* _Source document_
___

Talbott studies and works out daily while he waits to be called in for a physical exam and the entry vocational aptitude test. He says he can hit the minimum male boot camp standards for running, pushups and situps. The testosterone Talbott takes is helping him close differences in muscle mass and bone density as compared with non-trans men. He is aiming for the top performance tier.
"That's what military readiness is really about. Are you able to put on that uniform and do your job to the best of your ability every day?" says Talbott. "That's what it's about. It's not about what you look like under that uniform."
Are you able to put on that uniform and do your job to the best of your ability every day? That's what it's about. It's not about what you look like under that uniform.
Recommendations signed by Defense Secretary Jim Mattis and presented to President Trump disagree.
"The Department of Defense concludes that there are substantial risks associated with allowing the accession and retention of individuals with a history or diagnosis of gender dysphoria and require, or have already undertaken, a course of treatment to change their gender," wrote Mattis in a memorandum dated Feb. 22. He goes on to say that including service members who are or have been diagnosed with gender dysphoria, the medical condition for someone who transitions, "could undermine readiness, disrupt unit cohesion, and impose an unreasonable burden on the military that is not conducive to military effectiveness and lethality."

___

* _Extracted entries_
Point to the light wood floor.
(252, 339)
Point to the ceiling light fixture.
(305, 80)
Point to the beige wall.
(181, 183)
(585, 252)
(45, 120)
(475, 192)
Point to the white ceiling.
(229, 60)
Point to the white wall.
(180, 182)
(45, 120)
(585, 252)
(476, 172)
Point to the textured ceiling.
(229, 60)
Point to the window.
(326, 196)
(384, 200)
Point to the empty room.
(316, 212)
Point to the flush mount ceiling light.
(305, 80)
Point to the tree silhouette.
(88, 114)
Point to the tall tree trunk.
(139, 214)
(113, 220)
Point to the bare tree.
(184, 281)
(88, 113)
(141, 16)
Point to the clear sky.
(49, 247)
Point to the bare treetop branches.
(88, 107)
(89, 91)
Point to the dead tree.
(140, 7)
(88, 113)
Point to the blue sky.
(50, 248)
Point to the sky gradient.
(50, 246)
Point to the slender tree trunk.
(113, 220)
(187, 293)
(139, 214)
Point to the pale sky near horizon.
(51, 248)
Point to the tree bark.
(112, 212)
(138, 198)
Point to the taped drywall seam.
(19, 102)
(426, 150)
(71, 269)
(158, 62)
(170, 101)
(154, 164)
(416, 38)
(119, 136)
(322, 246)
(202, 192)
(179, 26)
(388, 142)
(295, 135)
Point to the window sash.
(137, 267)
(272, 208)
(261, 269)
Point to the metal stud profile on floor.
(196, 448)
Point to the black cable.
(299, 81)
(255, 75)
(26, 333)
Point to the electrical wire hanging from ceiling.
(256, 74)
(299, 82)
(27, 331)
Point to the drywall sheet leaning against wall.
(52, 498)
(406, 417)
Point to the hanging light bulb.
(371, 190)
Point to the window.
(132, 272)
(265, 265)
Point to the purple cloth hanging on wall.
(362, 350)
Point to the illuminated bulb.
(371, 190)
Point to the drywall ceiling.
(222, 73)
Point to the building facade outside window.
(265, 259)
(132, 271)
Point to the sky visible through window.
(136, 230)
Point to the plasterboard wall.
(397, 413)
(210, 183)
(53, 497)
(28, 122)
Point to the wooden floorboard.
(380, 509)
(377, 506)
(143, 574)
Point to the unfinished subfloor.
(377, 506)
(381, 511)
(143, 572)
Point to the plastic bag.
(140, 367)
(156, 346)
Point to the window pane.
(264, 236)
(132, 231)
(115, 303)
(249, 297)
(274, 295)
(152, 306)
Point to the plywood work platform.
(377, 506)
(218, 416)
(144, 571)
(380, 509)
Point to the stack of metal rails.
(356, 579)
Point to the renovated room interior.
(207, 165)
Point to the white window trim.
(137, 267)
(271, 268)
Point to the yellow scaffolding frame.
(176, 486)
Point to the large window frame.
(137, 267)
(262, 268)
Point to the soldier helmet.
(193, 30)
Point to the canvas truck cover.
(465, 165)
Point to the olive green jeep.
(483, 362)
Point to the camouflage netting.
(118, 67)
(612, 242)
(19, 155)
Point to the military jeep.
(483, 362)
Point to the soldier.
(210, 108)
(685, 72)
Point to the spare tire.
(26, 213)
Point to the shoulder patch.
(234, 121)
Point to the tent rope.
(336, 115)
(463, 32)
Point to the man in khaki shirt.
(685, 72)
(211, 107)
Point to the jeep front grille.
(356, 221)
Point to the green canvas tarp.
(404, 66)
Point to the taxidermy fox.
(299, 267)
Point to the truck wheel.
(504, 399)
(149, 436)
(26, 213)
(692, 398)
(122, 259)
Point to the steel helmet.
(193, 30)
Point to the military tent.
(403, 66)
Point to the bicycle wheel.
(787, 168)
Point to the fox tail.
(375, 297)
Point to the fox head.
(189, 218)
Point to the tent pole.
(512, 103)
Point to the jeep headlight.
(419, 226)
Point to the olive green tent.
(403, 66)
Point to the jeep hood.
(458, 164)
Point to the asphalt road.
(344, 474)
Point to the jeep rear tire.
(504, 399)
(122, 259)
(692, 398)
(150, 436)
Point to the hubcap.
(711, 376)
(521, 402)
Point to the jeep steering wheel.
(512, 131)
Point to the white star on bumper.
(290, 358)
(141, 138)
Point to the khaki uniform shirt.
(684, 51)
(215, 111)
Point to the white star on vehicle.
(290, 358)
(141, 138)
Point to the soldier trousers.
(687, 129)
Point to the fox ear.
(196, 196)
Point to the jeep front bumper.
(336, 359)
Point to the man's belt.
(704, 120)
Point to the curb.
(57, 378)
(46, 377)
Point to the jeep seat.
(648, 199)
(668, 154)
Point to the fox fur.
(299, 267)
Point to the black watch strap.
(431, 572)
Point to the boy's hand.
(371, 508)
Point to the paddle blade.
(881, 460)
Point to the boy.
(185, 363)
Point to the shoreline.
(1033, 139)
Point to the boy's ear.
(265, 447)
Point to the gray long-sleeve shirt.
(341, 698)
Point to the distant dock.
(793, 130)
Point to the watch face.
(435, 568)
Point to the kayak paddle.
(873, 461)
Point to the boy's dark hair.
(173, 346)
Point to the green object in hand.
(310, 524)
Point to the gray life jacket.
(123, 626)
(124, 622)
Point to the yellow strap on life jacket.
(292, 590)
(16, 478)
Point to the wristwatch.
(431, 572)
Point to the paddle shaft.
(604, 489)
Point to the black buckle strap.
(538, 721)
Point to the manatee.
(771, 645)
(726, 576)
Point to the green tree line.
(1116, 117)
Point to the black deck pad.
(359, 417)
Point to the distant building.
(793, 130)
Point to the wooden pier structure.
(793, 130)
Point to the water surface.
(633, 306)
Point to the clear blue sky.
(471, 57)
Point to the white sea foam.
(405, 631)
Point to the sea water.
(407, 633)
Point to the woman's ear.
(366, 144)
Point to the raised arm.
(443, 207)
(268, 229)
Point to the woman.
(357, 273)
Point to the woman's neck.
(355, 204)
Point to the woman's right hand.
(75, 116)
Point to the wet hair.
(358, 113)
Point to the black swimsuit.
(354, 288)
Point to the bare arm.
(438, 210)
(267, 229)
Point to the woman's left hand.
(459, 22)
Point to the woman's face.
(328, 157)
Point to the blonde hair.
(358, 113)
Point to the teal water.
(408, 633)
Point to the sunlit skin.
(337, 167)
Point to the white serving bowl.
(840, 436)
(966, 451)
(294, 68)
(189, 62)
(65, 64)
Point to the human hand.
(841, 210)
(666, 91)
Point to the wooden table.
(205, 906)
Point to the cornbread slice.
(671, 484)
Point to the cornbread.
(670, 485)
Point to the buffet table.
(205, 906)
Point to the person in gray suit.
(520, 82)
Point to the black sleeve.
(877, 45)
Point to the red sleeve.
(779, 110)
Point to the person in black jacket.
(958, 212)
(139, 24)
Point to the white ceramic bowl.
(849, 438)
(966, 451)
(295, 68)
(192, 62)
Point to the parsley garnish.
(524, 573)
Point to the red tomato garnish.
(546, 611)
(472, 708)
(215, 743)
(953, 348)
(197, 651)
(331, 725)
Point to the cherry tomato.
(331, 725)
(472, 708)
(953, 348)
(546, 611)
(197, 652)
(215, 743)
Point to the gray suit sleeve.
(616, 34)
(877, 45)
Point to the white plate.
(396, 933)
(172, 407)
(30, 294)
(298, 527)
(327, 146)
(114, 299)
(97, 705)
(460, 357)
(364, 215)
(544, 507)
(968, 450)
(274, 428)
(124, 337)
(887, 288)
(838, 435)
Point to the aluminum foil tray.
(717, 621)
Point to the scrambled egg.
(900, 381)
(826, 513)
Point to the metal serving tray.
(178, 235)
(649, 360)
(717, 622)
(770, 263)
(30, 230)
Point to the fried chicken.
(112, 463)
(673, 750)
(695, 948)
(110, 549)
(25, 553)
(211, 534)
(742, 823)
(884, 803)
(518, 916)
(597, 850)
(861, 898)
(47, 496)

___

* _To do_
1) Answer these questions from the text about Talbott and military service, each briefly:
(a) What two things is Talbott waiting to be called in for?
(b) Who signed the recommendations presented to President Trump?
(c) What date does the memorandum carry?
2) Write out word for word the part of the text about Talbott and military service from "Talbott studies and" up to and including "President Trump disagree.".
3) Carry the text about Talbott and military service forward with the next part, beginning right after its final sentence.

* _Numbered responses_
1)
(a) A physical exam and the entry vocational aptitude test.
(b) Defense Secretary Jim Mattis.
(c) Feb. 22.

2)
Talbott studies and works out daily while he waits to be called in for a physical exam and the entry vocational aptitude test. He says he can hit the minimum male boot camp standards for running, pushups and situps. The testosterone Talbott takes is helping him close differences in muscle mass and bone density as compared with non-trans men. He is aiming for the top performance tier.
"That's what military readiness is really about. Are you able to put on that uniform and do your job to the best of your ability every day?" says Talbott. "That's what it's about. It's not about what you look like under that uniform."
Are you able to put on that uniform and do your job to the best of your ability every day? That's what it's about. It's not about what you look like under that uniform.
Recommendations signed by Defense Secretary Jim Mattis and presented to President Trump disagree.

3)
Some other transgender men and women are putting off or abandoning efforts to join the military as the political and legal fights drag on.
Both Mattis and a Pentagon spokeswoman have declined further comment about those recommendations because they are part of pending litigation. To Talbott's buddy James Napierkowski, 22, that sounds like the same claim once used to keep women and openly gay service members out.
"Both times it's proved to be not disruptive at all and only bring in more qualified people into the military who want to help and can help," says Napierkowski, a senior airman with the Ohio National Guard.
Napierkowski, speaking for himself, says the military will need to bring transgender troops into service slowly so that active service members can get to know men and women like Talbott.
"But once [current troops] realize that [transgender service members] are just people like everyone else, it'll be just fine and be very beneficial," Napierkowski says.
Talbott says he realizes he will be under a spotlight, answering lots of questions about being transgender.
"There are going to be situations where it's going to very obvious that I'm trans, you know, in the showers and that sort of thing," Talbott says. But he says he focuses on his "purpose" — "to put on my uniform and do my job."
The two friends, roughly the same medium height and lean-muscled build, both with short, cropped hair, trade tips on running and video games. When Talbott gets discouraged, Napierkowski stops by to offer a pep talk.
"Till things get sorted out, one way or another, just keep pushing and eventually you'll break through, hopefully," says Napierkowski, in between bites of doughnuts on a Sunday afternoon.
"Until then I'm just going to keep living vicariously through you," Talbott says, laughing.
"I'll take lots of pictures and videos," Napierkowski says.
Talbott says he has broad support from other friends in the military, former teachers and his family. His grandmother Rhoda Dineen may be Talbott's biggest fan. Her three brothers served. Dineen, 71, can't understand why Trump doesn't want her grandson.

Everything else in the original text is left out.